Material for this exercise =>
--------
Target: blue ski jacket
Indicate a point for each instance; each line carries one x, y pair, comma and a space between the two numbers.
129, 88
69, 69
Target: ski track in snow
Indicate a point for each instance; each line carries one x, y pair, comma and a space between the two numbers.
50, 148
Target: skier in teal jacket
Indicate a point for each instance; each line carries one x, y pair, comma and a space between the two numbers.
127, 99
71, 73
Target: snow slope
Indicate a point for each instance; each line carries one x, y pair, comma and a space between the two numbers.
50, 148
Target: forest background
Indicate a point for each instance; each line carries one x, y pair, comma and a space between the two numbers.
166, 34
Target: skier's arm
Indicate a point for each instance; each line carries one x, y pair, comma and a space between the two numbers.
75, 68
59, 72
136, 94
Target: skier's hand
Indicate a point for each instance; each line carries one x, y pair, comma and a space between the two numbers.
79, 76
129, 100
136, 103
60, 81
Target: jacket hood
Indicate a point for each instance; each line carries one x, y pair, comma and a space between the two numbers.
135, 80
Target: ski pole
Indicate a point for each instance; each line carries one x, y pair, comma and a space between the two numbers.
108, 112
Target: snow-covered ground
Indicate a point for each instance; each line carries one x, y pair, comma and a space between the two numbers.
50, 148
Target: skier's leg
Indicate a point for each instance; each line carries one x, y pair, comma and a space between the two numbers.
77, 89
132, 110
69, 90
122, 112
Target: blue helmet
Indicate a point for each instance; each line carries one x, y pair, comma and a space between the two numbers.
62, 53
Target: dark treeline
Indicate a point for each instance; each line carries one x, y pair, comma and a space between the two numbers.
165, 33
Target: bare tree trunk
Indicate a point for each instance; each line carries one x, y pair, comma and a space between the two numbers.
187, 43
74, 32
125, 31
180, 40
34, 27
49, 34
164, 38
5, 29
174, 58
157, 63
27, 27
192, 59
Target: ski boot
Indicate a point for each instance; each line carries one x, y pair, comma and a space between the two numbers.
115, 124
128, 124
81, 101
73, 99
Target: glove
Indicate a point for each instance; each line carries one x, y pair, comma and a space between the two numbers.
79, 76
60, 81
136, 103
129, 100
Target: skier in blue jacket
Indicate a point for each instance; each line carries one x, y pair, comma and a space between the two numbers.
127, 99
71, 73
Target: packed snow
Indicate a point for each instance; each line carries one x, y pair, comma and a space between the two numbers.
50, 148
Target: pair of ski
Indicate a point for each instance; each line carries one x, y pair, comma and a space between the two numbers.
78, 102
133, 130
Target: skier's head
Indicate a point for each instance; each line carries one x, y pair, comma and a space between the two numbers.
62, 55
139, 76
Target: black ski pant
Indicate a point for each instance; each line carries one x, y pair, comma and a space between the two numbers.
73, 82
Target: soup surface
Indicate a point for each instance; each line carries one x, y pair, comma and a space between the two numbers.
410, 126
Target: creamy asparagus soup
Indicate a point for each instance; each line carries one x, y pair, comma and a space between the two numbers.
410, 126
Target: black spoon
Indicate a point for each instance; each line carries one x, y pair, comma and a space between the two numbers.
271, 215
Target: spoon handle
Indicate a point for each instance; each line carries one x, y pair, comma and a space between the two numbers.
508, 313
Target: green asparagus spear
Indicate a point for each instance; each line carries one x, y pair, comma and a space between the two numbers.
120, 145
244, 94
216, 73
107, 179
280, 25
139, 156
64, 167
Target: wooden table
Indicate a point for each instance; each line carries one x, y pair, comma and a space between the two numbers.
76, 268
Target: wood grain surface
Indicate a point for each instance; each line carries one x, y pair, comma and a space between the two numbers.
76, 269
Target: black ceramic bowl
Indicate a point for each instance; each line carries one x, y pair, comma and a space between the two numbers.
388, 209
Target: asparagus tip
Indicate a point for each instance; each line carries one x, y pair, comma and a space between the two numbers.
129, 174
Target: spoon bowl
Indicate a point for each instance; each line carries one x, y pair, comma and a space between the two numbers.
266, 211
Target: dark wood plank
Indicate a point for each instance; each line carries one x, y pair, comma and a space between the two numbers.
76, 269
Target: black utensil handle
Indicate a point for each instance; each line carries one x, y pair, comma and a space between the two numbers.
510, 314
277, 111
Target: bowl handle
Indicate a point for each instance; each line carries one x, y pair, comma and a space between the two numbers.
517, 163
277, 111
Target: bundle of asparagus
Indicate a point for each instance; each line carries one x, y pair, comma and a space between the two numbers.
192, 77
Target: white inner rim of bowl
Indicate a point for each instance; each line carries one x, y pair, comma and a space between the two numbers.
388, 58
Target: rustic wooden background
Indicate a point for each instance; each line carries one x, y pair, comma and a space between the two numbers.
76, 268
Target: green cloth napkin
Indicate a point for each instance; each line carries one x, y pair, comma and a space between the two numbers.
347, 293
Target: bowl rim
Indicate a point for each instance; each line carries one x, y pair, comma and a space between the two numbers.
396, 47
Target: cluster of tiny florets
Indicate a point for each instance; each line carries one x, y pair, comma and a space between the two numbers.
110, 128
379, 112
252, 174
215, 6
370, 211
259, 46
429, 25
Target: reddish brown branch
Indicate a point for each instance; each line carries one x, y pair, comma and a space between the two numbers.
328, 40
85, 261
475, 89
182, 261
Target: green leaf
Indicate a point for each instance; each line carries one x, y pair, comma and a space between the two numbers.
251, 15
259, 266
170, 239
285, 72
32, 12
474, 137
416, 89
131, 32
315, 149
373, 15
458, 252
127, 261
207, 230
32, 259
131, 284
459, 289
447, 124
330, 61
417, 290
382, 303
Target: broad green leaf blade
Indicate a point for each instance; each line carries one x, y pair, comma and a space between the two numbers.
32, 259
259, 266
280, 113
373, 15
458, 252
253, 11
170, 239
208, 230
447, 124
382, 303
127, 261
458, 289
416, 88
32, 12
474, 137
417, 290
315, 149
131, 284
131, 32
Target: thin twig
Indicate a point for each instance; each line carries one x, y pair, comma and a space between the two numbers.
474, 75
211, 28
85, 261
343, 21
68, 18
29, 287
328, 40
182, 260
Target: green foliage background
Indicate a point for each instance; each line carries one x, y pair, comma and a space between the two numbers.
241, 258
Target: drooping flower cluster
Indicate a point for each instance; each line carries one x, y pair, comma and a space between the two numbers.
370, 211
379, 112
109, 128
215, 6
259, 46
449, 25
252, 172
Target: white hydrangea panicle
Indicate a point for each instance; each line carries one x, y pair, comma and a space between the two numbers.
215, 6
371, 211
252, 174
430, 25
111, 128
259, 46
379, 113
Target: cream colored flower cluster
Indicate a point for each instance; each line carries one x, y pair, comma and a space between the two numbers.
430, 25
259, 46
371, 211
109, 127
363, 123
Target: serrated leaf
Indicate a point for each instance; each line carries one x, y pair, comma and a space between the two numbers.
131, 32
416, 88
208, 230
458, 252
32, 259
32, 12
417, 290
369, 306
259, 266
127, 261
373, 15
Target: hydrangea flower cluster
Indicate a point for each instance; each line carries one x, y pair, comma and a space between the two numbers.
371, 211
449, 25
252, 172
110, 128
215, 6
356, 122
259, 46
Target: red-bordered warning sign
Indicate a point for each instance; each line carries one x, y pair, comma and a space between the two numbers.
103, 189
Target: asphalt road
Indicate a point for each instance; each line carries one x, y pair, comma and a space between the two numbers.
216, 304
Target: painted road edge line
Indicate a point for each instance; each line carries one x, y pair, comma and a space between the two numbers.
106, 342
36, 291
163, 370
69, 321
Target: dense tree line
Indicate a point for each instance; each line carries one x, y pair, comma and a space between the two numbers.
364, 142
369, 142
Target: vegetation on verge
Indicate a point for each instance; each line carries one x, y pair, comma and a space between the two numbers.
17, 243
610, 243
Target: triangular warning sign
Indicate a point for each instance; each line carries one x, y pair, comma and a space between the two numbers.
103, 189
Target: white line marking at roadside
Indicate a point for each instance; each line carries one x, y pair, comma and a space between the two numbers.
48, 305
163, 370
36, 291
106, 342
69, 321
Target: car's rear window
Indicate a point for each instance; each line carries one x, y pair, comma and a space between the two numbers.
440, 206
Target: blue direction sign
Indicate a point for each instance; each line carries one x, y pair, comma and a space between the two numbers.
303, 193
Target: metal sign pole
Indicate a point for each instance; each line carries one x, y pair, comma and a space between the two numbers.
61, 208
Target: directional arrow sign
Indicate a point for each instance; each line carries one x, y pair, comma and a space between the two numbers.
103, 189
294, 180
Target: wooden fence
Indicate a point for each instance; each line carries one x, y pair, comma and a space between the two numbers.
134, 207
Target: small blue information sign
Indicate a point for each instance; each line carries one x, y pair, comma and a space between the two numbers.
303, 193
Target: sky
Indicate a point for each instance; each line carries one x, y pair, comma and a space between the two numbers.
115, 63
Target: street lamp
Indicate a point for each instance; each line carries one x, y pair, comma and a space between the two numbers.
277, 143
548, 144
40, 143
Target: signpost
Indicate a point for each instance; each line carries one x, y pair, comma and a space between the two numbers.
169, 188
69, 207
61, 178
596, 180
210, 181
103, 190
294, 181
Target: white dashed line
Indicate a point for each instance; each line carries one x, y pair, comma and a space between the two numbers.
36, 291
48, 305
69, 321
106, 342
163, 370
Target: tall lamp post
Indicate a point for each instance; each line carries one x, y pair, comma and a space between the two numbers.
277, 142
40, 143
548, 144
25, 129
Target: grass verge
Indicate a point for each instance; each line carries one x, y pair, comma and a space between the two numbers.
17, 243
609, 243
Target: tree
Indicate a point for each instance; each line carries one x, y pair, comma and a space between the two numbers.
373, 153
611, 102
--------
Problem statement => Retype exactly the lines of the data above that fall between the line with "Target: blue direction sign" and the line with "Target: small blue information sign", inclusive, and add nothing.

Answer section =>
Target: blue direction sign
Indicate a point for each instance; each line carries one x, y pair, comma and a space between the two numbers.
303, 193
Target: metal sign pole
Indicate a point for each instance; each line carries one x, y pair, comma and a space between the two numbers.
61, 208
Target: directional arrow sign
Indicate a point for each instance; each line carries one x, y pair, comma and a space between the two numbers.
103, 189
294, 180
Target: wooden fence
Indicate a point for each instance; each line carries one x, y pair, comma and a space between the two numbers.
134, 207
Target: small blue information sign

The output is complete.